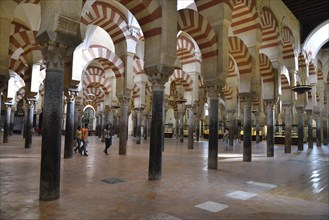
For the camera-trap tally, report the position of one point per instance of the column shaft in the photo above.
(300, 129)
(69, 128)
(29, 124)
(213, 134)
(190, 129)
(247, 132)
(51, 136)
(318, 130)
(309, 129)
(139, 126)
(7, 125)
(155, 160)
(325, 131)
(287, 147)
(270, 130)
(123, 128)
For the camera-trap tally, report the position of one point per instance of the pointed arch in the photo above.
(200, 30)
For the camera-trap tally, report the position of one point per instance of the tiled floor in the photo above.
(116, 187)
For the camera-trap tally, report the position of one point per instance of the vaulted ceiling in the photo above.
(310, 14)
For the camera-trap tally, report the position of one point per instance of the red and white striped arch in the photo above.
(183, 78)
(241, 55)
(266, 69)
(203, 5)
(95, 70)
(101, 52)
(138, 66)
(270, 30)
(136, 91)
(25, 40)
(148, 14)
(18, 66)
(110, 19)
(94, 94)
(185, 50)
(244, 16)
(197, 27)
(228, 92)
(285, 83)
(95, 81)
(288, 44)
(231, 67)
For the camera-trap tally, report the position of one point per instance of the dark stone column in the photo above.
(139, 126)
(190, 128)
(29, 122)
(198, 128)
(181, 128)
(69, 127)
(270, 128)
(213, 128)
(7, 124)
(309, 129)
(231, 127)
(300, 111)
(145, 126)
(257, 128)
(325, 130)
(123, 126)
(202, 128)
(247, 151)
(155, 161)
(134, 117)
(12, 116)
(318, 129)
(287, 147)
(51, 135)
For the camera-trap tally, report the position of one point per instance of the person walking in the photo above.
(78, 136)
(108, 138)
(84, 137)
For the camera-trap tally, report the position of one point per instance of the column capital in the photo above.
(159, 75)
(213, 91)
(55, 54)
(70, 96)
(30, 103)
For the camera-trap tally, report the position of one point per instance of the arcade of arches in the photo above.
(156, 71)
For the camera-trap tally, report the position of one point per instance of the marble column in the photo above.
(257, 128)
(325, 130)
(12, 117)
(7, 124)
(145, 126)
(155, 161)
(247, 144)
(213, 128)
(198, 128)
(309, 128)
(181, 127)
(288, 122)
(270, 128)
(69, 127)
(300, 111)
(29, 122)
(123, 125)
(139, 125)
(231, 127)
(318, 128)
(190, 128)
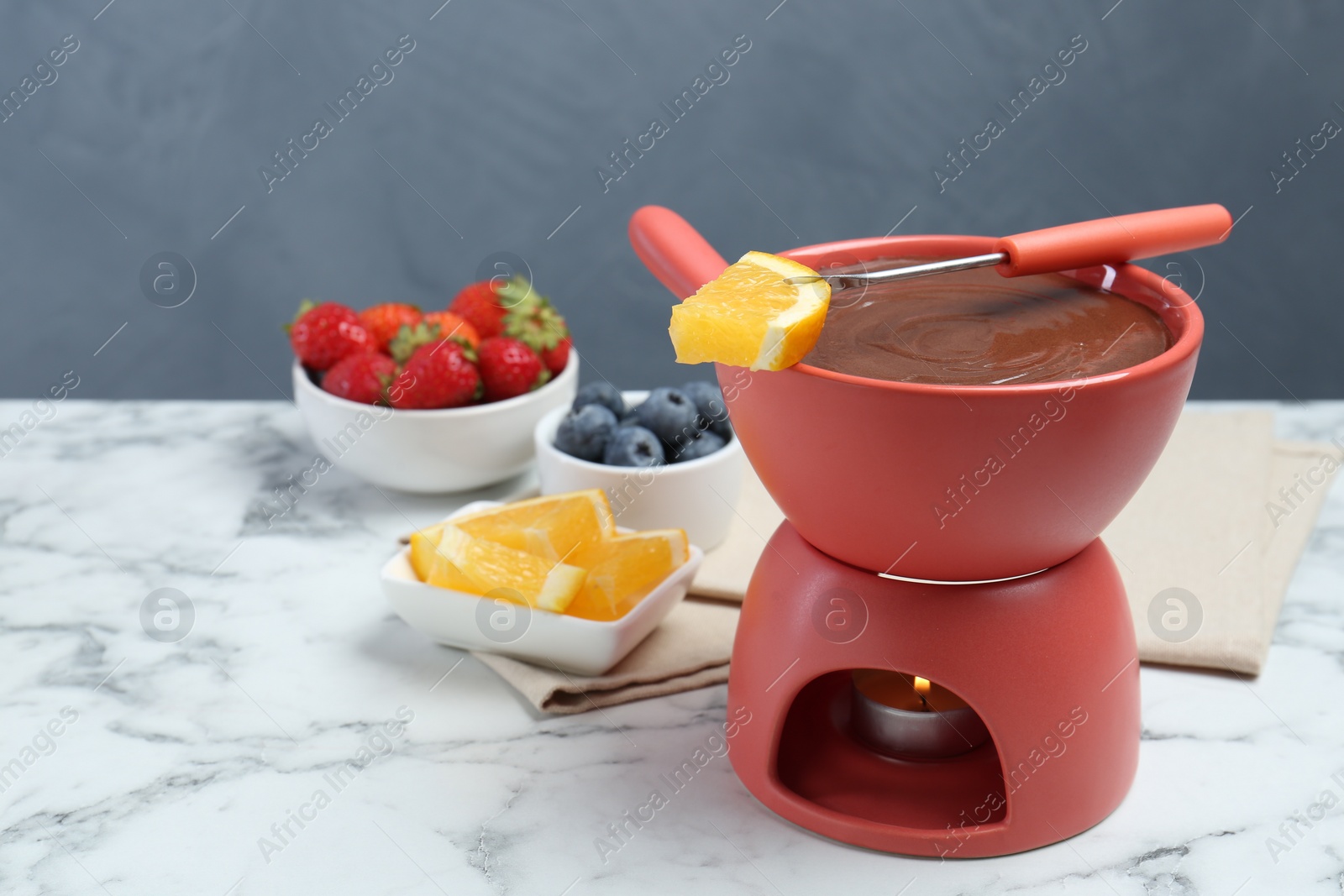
* * *
**TASK PROMPT**
Resize the records starting at the line that contains "walking in the photo above." and ending at the end of the records: repeat only those lines, requests included, with every point coordinate multiplied by 1.55 and rounded to a whole number (halves up), and the requests left as they are. Leave the pictures out of the answer.

**RESPONSE TO THIS TASK**
For the camera-trap tally, report the position of one point per instance of the person walking in the photo above.
(121, 211)
(167, 214)
(130, 212)
For the camera-trap tally, report the position of one point per instance of the column capital in the photo above.
(246, 116)
(330, 141)
(85, 84)
(109, 149)
(47, 160)
For the camera-trap tally, report the position of one point per instance of the arcade of arches in the photo above.
(242, 110)
For the camera-trap tally, report the position of one point per instance of the marble column in the photo above.
(398, 198)
(504, 202)
(19, 181)
(11, 192)
(225, 195)
(240, 250)
(383, 223)
(330, 198)
(307, 198)
(479, 198)
(281, 197)
(446, 189)
(419, 198)
(107, 197)
(465, 172)
(45, 189)
(191, 194)
(215, 194)
(358, 197)
(493, 198)
(295, 198)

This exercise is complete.